» **COMPITO 1**
Trascriva parola per parola il testo dell'estratto sui Miami Heat, da "I nomi di James" giù fino a "è ancora viva.", estremi inclusi.
» **COMPITO 2**
Nell'estratto sui Miami Heat, chi è indicato come l'unica spalla realmente all'altezza di "Jimmy Buckets"?

» **ESTRATTO**
---+---
Viene infatti naturale chiedersi, se i passaggi a vuoto diminuissero e Butler riuscisse a riportare la squadra oltre la linea di galleggiamento, quanto Miami tornerebbe ad essere temibile in ottica Finals. Gli Heat, persa una pedina fondamentale come Crowder e alle prese con una serie di infortuni a catena che hanno praticamente colpito metà roster tra cui quello di Goran Dragic (unico realizzatore puro di tutto il roster), restano estremamente competitivi e sicuramente più avanti di altre nella chimica di gruppo, ma hanno lacune evidenti che solo il mercato potrebbe colmare, soprattutto se l'intenzione del GM Pat Riley fosse quella di avere un ulteriore upgrade nello spot di ala grande (ad oggi vacante dopo la cessione dell'ex Grizzlies, la cui assenza sta pesando tantissimo) o di guardia con punti nelle mani e dimensione difensiva di livello, a maggior ragione considerando il deficit che nella propria metà campo rappresentano gli specialisti offensivi Duncan Robinson e Tyler Herro.

I nomi di James Harden e di Bradley Beal non sono sembrati abbastanza forti come candidature, mentre quello di Oladipo potrebbe tornare d'attualità prima della trade deadline di marzo. Un tassello comunque manca e oggi l'unica spalla realmente all'altezza di "Jimmy Buckets" risponde al nome di Bam Adebayo, i cui miglioramenti soprattutto offensivi sono ormai sotto gli occhi di tutti. Serve quindi altro, ma riavere Jimmy Butler è bastato per lanciare un nuovo messaggio all'NBA: Miami è ancora viva.
---+---
» **RIGHE FORNITE**
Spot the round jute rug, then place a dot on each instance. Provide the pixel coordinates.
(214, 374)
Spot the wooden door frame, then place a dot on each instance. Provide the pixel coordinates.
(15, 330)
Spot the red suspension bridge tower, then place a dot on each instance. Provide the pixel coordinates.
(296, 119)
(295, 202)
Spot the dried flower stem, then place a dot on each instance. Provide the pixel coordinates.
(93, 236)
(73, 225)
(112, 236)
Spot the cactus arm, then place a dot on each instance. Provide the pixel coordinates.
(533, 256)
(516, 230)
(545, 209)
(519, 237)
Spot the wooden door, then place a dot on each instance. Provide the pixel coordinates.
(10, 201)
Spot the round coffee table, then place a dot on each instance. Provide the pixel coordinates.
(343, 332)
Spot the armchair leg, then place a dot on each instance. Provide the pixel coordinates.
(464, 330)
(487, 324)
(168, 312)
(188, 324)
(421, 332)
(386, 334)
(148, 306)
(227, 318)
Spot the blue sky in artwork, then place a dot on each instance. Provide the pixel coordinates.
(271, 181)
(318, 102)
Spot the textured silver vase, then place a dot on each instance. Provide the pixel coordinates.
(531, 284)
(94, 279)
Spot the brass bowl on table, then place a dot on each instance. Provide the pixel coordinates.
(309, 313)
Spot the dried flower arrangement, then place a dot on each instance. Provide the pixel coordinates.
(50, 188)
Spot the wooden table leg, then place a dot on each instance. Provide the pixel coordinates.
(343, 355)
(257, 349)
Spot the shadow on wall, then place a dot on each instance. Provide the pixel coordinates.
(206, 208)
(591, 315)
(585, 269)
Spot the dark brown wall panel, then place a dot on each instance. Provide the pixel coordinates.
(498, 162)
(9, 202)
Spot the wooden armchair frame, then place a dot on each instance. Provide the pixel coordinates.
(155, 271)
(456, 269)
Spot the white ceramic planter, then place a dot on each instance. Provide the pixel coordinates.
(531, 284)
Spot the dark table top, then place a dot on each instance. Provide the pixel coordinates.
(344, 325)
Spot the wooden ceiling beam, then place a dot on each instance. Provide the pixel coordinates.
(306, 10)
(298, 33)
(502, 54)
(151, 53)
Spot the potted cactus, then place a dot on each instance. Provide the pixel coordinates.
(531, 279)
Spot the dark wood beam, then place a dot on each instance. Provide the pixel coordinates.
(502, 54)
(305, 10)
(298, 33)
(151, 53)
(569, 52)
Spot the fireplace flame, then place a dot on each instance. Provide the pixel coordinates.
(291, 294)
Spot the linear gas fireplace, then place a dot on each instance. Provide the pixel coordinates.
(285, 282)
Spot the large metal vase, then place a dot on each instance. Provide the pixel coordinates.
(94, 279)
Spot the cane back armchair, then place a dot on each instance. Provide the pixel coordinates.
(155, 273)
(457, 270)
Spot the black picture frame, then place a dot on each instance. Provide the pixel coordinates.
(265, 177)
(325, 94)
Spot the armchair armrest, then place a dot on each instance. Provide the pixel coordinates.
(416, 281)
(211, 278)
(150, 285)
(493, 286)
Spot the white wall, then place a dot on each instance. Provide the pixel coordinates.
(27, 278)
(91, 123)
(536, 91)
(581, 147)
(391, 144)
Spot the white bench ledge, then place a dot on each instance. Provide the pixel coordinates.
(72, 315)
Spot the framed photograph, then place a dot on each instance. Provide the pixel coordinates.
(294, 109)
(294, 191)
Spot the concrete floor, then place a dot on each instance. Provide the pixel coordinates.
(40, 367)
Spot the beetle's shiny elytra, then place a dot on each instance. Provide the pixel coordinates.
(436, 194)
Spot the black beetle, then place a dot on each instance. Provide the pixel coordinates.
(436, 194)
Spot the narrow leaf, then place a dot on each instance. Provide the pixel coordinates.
---+---
» **RISPOSTA ATTESA 1**
I nomi di James Harden e di Bradley Beal non sono sembrati abbastanza forti come candidature, mentre quello di Oladipo potrebbe tornare d'attualità prima della trade deadline di marzo. Un tassello comunque manca e oggi l'unica spalla realmente all'altezza di "Jimmy Buckets" risponde al nome di Bam Adebayo, i cui miglioramenti soprattutto offensivi sono ormai sotto gli occhi di tutti. Serve quindi altro, ma riavere Jimmy Butler è bastato per lanciare un nuovo messaggio all'NBA: Miami è ancora viva.

» **RISPOSTA ATTESA 2**
Bam Adebayo.